> DOCUMENT EXTRACT
PAS: Childhood Disability Rates Up 16 Percent in Past Decade
Lower rates of physical disability but higher rates of mental disability
MONDAY, May 6 (HealthDay News) -- Disability among children has increased in the last decade, particularly among children well above the poverty level; and, although disability rates due to physical conditions decreased, disability rates due to neurodevelopmental or mental conditions has increased, according to a study presented at the annual meeting of the Pediatric Academic Societies, held from May 4 to 7 in Washington, D.C.
Amy J. Houtrow, M.D., Ph.D., M.P.H., from the University of Pittsburgh, and colleagues analyzed data on 102,468 children up to 17 years old from the National Health Interview Surveys from 2001 to 2002 and 2009 to 2010 to assess trends in the prevalence of disability and underlying chronic conditions.

> QUESTIONS
[A] Do these statements agree with the news brief on childhood disability rates? Answer yes or no for each, quoting the words of the brief that settle it.
(i) Disability rates due to physical conditions rose over the decade.
(ii) The study was presented at the annual meeting of the Pediatric Academic Societies.
(iii) The data covered children up to 17 years old.
[B] Can you write the next part of the news brief on childhood disability rates, picking up after its last sentence?

> LISTED ENTRIES
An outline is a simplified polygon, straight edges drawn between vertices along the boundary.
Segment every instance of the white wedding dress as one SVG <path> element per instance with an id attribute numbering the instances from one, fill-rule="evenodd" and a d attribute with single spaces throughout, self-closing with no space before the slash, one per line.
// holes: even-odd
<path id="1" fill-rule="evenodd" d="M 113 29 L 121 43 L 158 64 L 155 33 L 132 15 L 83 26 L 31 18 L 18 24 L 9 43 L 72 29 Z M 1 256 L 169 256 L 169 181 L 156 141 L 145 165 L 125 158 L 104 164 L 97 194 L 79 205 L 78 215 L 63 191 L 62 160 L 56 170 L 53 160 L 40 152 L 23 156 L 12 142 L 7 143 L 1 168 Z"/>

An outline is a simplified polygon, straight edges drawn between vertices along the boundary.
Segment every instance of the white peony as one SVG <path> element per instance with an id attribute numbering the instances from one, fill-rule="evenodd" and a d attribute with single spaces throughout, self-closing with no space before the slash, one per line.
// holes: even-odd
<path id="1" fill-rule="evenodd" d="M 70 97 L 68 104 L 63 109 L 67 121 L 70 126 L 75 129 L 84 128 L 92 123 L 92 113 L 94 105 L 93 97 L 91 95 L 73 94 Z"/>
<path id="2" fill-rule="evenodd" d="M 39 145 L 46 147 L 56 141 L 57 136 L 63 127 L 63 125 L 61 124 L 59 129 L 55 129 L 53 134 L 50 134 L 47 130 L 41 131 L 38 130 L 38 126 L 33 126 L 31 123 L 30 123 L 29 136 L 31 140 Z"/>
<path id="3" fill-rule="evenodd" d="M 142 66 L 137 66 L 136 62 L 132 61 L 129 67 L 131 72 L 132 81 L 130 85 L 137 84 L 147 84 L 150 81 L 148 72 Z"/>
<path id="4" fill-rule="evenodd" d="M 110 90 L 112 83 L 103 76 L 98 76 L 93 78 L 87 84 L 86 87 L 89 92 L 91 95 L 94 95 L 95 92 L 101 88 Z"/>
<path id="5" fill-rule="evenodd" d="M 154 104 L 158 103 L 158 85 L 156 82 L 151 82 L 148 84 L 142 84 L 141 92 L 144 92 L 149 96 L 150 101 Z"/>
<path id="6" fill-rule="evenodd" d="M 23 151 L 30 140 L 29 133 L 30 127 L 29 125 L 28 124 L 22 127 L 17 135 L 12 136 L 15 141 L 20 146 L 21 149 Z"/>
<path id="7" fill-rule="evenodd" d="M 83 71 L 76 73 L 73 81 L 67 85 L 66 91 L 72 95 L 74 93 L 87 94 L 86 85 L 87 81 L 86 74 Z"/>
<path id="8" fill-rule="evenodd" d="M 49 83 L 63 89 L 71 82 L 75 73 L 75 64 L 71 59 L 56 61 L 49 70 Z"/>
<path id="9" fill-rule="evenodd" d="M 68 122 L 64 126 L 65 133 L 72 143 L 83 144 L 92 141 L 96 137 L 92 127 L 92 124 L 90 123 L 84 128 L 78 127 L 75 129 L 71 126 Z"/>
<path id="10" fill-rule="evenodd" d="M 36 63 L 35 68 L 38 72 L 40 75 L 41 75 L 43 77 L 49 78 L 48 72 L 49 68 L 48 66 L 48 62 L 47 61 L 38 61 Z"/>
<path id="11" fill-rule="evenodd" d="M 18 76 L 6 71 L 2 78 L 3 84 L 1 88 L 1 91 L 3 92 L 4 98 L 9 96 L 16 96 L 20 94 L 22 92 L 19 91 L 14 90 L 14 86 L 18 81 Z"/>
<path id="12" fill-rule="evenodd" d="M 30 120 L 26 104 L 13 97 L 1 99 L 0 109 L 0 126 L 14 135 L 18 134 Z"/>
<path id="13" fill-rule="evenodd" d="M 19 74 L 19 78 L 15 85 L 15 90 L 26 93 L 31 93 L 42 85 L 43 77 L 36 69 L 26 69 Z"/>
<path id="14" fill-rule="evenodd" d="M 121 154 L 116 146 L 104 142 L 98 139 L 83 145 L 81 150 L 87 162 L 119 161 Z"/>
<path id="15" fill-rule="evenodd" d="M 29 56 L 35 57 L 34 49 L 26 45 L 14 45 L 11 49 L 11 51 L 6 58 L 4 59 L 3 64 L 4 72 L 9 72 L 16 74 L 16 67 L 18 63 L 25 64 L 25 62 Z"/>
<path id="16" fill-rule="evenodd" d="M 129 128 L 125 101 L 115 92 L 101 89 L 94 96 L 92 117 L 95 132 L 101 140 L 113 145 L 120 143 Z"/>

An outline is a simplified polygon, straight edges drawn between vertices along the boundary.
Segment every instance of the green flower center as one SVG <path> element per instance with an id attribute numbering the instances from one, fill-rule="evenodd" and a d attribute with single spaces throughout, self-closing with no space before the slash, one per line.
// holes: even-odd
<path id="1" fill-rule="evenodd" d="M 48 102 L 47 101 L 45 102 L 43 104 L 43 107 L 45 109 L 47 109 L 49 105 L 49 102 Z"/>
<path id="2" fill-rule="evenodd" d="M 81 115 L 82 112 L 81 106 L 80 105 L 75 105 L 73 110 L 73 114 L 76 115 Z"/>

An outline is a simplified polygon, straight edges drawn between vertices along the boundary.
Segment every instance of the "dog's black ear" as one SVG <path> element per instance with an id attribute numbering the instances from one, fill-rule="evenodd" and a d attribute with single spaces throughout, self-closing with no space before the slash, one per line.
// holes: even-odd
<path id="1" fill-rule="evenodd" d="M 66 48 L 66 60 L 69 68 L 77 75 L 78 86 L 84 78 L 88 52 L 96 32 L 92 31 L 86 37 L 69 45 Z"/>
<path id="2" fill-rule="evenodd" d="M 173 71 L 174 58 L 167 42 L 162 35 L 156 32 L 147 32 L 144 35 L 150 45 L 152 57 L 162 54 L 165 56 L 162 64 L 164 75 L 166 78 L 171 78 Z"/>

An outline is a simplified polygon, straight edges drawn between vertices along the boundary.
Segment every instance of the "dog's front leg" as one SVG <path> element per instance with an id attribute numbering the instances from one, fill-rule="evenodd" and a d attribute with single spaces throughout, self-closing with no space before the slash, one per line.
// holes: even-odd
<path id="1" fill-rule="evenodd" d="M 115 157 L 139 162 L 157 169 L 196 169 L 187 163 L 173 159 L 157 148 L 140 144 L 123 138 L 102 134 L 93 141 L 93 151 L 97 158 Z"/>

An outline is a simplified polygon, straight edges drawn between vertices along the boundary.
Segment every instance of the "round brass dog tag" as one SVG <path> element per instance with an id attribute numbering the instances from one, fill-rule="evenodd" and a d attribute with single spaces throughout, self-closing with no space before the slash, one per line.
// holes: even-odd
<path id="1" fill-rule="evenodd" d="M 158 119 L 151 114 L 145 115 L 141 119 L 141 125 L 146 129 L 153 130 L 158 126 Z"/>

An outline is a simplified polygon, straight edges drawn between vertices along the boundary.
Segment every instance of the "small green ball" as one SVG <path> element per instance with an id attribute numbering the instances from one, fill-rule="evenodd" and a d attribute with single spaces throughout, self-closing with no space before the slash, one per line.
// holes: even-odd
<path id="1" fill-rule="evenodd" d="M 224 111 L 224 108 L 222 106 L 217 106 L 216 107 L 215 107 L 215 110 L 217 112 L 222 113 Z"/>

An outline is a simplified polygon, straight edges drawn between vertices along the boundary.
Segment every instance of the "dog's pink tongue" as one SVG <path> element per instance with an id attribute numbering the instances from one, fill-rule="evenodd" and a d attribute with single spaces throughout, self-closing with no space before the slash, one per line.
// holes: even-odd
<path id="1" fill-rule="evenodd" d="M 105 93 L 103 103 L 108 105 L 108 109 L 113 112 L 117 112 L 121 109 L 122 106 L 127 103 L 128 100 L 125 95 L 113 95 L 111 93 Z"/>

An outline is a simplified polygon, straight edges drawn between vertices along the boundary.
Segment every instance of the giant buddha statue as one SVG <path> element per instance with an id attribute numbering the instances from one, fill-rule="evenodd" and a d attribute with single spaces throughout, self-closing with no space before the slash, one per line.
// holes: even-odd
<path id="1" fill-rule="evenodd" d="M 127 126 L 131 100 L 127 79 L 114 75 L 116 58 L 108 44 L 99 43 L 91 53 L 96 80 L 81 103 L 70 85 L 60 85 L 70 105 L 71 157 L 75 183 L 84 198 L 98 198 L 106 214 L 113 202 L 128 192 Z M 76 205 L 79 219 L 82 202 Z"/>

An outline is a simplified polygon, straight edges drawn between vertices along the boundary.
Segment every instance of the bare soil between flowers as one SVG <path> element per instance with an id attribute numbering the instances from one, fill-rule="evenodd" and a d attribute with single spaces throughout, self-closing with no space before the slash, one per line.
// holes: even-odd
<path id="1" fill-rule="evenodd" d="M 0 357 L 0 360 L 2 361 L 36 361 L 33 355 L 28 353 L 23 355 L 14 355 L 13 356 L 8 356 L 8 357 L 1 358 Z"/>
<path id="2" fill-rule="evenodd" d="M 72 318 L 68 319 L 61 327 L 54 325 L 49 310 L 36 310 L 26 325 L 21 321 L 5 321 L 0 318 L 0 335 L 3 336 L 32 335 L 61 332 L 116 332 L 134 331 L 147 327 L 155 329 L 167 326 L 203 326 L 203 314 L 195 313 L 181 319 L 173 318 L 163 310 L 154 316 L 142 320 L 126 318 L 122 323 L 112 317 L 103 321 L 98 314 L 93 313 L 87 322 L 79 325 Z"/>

> EXERCISE RESPONSES
[A]
(i) No: "although disability rates due to physical conditions decreased"
(ii) Yes: "according to a study presented at the annual meeting of the Pediatric Academic Societies"
(iii) Yes: "analyzed data on 102,468 children up to 17 years old"

[B]
The researchers found that nearly six million children were classified as disabled in the most recent survey, a 16.3 percent increase. Although children living in poverty had the highest disability rates, significant increases in disability rates only occurred in children well above the federal poverty level (28.0 percent increase for 300 to 399 percent of the federal poverty level). There was a decline in disability rates due to physical conditions but an increase in disability rates due to neurodevelopmental/mental health conditions, particularly in children under 6 years of age (increase from 18.7 to 35.6 per 1,000).
"The survey did not break out autism, but we suspect that some of the increase in neurodevelopmental disabilities is due to the rising incidence or recognition of autism spectrum disorders," Houtrow said in a statement.